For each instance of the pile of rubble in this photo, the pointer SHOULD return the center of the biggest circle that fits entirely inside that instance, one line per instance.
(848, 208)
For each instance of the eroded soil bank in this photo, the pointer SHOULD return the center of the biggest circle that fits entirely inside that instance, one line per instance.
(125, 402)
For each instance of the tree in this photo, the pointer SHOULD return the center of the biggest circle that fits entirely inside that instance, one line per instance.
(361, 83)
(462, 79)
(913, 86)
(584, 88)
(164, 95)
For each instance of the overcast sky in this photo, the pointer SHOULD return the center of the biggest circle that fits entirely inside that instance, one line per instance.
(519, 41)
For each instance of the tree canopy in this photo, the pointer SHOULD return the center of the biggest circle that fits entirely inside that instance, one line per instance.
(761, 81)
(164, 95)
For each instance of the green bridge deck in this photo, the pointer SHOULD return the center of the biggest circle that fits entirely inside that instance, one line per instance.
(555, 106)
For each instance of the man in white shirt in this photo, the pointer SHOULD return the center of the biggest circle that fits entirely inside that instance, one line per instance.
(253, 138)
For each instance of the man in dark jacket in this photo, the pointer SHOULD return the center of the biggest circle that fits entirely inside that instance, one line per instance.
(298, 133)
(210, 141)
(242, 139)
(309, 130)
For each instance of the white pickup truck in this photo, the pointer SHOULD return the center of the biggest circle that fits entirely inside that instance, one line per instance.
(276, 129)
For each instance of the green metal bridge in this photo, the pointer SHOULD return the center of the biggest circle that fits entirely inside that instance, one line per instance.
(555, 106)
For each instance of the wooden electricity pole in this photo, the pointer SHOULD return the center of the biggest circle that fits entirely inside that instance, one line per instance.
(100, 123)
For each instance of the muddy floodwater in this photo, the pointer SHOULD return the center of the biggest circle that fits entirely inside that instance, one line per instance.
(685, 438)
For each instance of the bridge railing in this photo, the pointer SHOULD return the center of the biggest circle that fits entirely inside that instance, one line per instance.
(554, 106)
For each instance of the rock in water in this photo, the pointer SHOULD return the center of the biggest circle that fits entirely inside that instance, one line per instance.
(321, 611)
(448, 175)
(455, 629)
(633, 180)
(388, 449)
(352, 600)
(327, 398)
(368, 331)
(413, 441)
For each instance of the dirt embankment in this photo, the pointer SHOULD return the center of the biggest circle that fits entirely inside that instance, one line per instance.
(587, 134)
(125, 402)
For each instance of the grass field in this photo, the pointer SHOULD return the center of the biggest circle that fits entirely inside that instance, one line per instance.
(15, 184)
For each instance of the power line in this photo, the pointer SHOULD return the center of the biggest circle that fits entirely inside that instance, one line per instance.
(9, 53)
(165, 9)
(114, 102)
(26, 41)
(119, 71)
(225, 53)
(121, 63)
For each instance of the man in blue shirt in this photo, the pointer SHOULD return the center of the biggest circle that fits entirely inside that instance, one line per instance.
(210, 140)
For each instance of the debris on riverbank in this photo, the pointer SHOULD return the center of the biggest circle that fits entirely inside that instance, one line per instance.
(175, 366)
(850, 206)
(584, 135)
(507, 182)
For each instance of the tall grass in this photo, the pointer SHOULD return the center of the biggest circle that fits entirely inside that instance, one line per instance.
________________
● TASK TO CARRY OUT: May I have the entries returned exactly, with every line in place?

● YOUR SOLUTION:
For each instance of the pile of rubble in this photo, the pointer SHOULD return the center of the biggest circle that fits entirely inside that instance, one line per instance.
(848, 208)
For each instance of the eroded soil bank in this photo, the pointer SHOULD return the center of the biggest circle that fits entirely inside that instance, one line per instance.
(125, 402)
For each instance of the tree in this photo, the pointer SHOULD return the center of the biggest circle that fits entirely inside that instance, one line per instance.
(361, 83)
(462, 79)
(913, 86)
(584, 88)
(164, 95)
For each instance of the overcast sky in this photo, the pointer SHOULD return the center of the biggest circle that fits entirely inside that instance, one line per instance.
(519, 41)
For each instance of the tree canopy in this photo, the pointer SHOULD return the center of the biggest circle that fits entirely inside that instance, one line per instance.
(761, 81)
(164, 95)
For each instance of the green bridge deck in this photo, the pointer SHOULD return the center of the biggest circle that fits entirely inside that instance, one line per instance.
(555, 106)
For each instance of the man in white shirt in this photo, the pointer SHOULD return the center of the biggest circle that fits entirely inside that instance, one line per instance.
(253, 138)
For each instance of the man in dark jacket in this photo, the pointer SHOULD return the center of the biggest circle that fits entirely inside that instance, one line per instance.
(298, 133)
(210, 141)
(242, 139)
(309, 130)
For each instance of the white pickup truck in this photo, the pointer SHOULD return the center of the biggest circle that fits entirely inside that instance, one line per instance.
(276, 129)
For each instance of the green metal bridge in this photo, the pointer SHOULD return the center of the biggest circle that fits entirely inside that instance, one line per instance.
(555, 106)
For each instance of the wooden electricity pole in this photo, the pointer SHOULD return the center of the biggest circle that fits entirely inside that instance, one line per instance.
(100, 123)
For each instance of the muddy floodwater in this photo, the pointer SHOULD return the center of the biggest circle that fits entirely inside that instance, one line per instance.
(685, 438)
For each instance of the bridge railing in this photo, the pointer SHOULD return the center of the biggest circle that fits entirely inside that instance, one line per instance.
(554, 106)
For each instance of the rock in water in this photo, the pointer SHOULD return the center of the biggest circle that fits entirely inside that instance, one line per instance.
(321, 611)
(448, 175)
(455, 629)
(633, 180)
(388, 449)
(352, 600)
(327, 398)
(368, 331)
(413, 441)
For each instance of the dirt embankment in this photo, the pointer SHOULD return the center of the biggest circle that fits entirely inside that instance, one line per instance.
(587, 134)
(125, 402)
For each instance of the grass field in this photo, the pointer SHOULD return the center of the biggest circle that fits entirely inside that instance, one line per instance.
(15, 184)
For each instance of the power line in this photo, the pointer SHOULD return the center of the biggest circle that fits entirely inside that instance, one line per instance.
(9, 53)
(165, 9)
(114, 102)
(26, 41)
(119, 71)
(225, 53)
(121, 63)
For each instance of the man in blue shirt in this photo, the pointer SHOULD return the center of the biggest circle that fits entirely inside that instance, one line per instance.
(210, 140)
For each instance of the debris on riverbank in this photo, the pointer SHOULD return the center of the biggest circle that fits entirely inside that instance, one line per instance.
(175, 366)
(850, 206)
(584, 135)
(507, 182)
For each instance of the tall grass in this photo, the pointer SHOULD return the center of the biggest circle that fits entirely inside that instance, one line per instance.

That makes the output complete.